#### Record set
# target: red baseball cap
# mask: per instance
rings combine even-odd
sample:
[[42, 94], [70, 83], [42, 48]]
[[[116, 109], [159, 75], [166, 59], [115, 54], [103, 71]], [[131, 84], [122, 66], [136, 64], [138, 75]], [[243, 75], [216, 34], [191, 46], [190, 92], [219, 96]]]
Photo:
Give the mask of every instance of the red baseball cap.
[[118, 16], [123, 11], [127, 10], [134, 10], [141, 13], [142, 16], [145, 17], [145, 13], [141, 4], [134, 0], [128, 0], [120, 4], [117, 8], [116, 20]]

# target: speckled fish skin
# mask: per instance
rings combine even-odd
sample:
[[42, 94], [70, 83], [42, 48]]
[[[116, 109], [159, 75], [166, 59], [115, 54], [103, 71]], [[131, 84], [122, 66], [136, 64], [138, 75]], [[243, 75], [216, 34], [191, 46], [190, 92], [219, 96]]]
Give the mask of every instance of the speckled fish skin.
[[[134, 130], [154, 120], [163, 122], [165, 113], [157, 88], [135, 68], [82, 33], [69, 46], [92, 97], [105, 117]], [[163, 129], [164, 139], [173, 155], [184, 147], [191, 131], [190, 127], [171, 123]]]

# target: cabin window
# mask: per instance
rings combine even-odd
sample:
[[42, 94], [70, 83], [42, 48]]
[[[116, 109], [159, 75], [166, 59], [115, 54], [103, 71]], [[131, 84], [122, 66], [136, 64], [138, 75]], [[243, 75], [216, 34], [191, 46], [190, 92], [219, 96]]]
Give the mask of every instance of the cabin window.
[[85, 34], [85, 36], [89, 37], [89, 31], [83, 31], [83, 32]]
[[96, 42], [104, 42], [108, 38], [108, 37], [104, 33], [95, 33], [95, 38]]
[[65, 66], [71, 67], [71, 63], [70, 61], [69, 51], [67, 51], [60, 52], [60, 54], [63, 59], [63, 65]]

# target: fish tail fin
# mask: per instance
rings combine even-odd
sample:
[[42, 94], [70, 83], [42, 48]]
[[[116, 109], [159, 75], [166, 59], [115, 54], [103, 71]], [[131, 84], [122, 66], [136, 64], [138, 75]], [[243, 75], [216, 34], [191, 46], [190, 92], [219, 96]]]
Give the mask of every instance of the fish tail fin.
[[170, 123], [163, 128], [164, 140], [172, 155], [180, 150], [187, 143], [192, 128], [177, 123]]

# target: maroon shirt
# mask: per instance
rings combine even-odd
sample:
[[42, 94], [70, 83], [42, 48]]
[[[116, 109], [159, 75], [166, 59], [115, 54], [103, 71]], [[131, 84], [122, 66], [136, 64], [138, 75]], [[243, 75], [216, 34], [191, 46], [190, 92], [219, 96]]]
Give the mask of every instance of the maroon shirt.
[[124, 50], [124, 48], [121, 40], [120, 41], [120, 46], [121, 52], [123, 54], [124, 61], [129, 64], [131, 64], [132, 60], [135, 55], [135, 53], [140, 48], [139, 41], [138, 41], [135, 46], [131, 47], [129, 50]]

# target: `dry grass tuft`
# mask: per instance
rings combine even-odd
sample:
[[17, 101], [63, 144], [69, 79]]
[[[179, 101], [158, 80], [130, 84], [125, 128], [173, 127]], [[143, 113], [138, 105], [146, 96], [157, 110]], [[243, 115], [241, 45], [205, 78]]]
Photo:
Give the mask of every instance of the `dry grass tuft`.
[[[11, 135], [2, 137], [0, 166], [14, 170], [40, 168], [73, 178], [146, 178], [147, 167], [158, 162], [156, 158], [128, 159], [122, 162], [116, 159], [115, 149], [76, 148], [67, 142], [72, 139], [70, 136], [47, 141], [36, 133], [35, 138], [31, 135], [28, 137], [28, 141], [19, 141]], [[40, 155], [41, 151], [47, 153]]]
########
Could you express all the rows above as a Markdown table with the columns Number and Line, giving each non-blank line its own numbered entry and leaving out blank lines?

| Number | Line |
|---|---|
| 1 | # target: red baseball cap |
| 2 | # mask: per instance |
| 3 | rings combine even-odd |
| 4 | sample: |
| 5 | [[42, 94], [70, 83], [42, 48]] |
| 6 | [[[116, 109], [159, 75], [166, 59], [115, 54], [103, 71]], [[131, 84], [122, 66], [136, 64], [138, 75]], [[243, 75], [216, 34], [191, 46], [190, 92], [219, 96]]] |
| 7 | Photo: |
| 8 | Give the mask of every instance of the red baseball cap. |
| 9 | [[118, 16], [123, 11], [127, 10], [134, 10], [141, 13], [142, 16], [145, 17], [145, 13], [141, 4], [134, 0], [128, 0], [120, 4], [117, 8], [116, 20]] |
| 10 | # target: speckled fish skin |
| 11 | # mask: per instance |
| 12 | rings combine even-odd |
| 13 | sample: |
| 14 | [[42, 94], [70, 83], [42, 48]] |
| 15 | [[[116, 109], [159, 75], [166, 59], [115, 54], [103, 71]], [[131, 84], [122, 66], [136, 64], [138, 75]], [[243, 75], [216, 34], [191, 46], [190, 92], [219, 96]]] |
| 16 | Give the mask of every instance of the speckled fish skin. |
| 17 | [[[134, 130], [154, 120], [163, 122], [165, 113], [157, 88], [135, 68], [82, 33], [69, 46], [92, 97], [105, 117]], [[163, 129], [164, 139], [173, 155], [184, 147], [191, 131], [190, 127], [171, 123]]] |
| 18 | # target: cabin window |
| 19 | # mask: per instance |
| 20 | rings combine even-odd |
| 21 | sample: |
| 22 | [[42, 94], [70, 83], [42, 48]] |
| 23 | [[[116, 109], [159, 75], [166, 59], [115, 54], [103, 71]], [[131, 84], [122, 66], [136, 64], [138, 75]], [[243, 75], [216, 34], [191, 46], [190, 92], [219, 96]]] |
| 24 | Give the mask of every instance of the cabin window. |
| 25 | [[85, 34], [85, 36], [89, 37], [89, 31], [83, 31], [83, 32]] |
| 26 | [[96, 42], [104, 42], [108, 38], [108, 37], [104, 33], [95, 33], [95, 38]] |
| 27 | [[65, 66], [71, 67], [71, 63], [70, 61], [69, 51], [67, 51], [60, 52], [60, 54], [63, 59], [63, 65]] |
| 28 | # target: fish tail fin |
| 29 | # mask: per instance |
| 30 | rings combine even-odd |
| 31 | sample: |
| 32 | [[42, 94], [70, 83], [42, 48]] |
| 33 | [[[116, 109], [159, 75], [166, 59], [115, 54], [103, 71]], [[131, 84], [122, 66], [136, 64], [138, 75]], [[243, 75], [216, 34], [191, 46], [190, 92], [219, 96]]] |
| 34 | Give the mask of every instance of the fish tail fin. |
| 35 | [[170, 123], [163, 128], [164, 140], [172, 155], [180, 150], [187, 143], [192, 128], [177, 123]] |
| 36 | # target: maroon shirt |
| 37 | # mask: per instance |
| 38 | rings combine even-odd |
| 39 | sample: |
| 40 | [[42, 94], [70, 83], [42, 48]] |
| 41 | [[[116, 109], [159, 75], [166, 59], [115, 54], [103, 71]], [[131, 84], [122, 66], [136, 64], [138, 75]], [[243, 75], [216, 34], [191, 46], [190, 92], [219, 96]]] |
| 42 | Give the mask of every instance of the maroon shirt. |
| 43 | [[124, 50], [124, 48], [121, 40], [120, 41], [120, 46], [121, 52], [123, 54], [124, 61], [129, 64], [131, 64], [132, 60], [135, 55], [135, 53], [140, 48], [139, 41], [138, 41], [135, 46], [131, 47], [129, 50]] |
| 44 | # target: `dry grass tuft` |
| 45 | # mask: per instance |
| 46 | rings combine even-odd |
| 47 | sample: |
| 48 | [[17, 101], [63, 144], [69, 79]] |
| 49 | [[[179, 101], [158, 80], [130, 84], [125, 128], [173, 127]], [[143, 113], [138, 105], [146, 96], [157, 110]], [[243, 115], [241, 45], [205, 78]]] |
| 50 | Photo: |
| 51 | Give the mask of every instance of the `dry grass tuft`. |
| 52 | [[[11, 135], [2, 137], [0, 166], [14, 170], [40, 168], [73, 178], [146, 178], [147, 167], [158, 162], [156, 158], [128, 159], [122, 162], [116, 159], [115, 149], [76, 148], [67, 142], [72, 139], [70, 136], [47, 141], [36, 133], [35, 138], [31, 135], [28, 137], [28, 141], [19, 141]], [[40, 155], [41, 151], [47, 153]]] |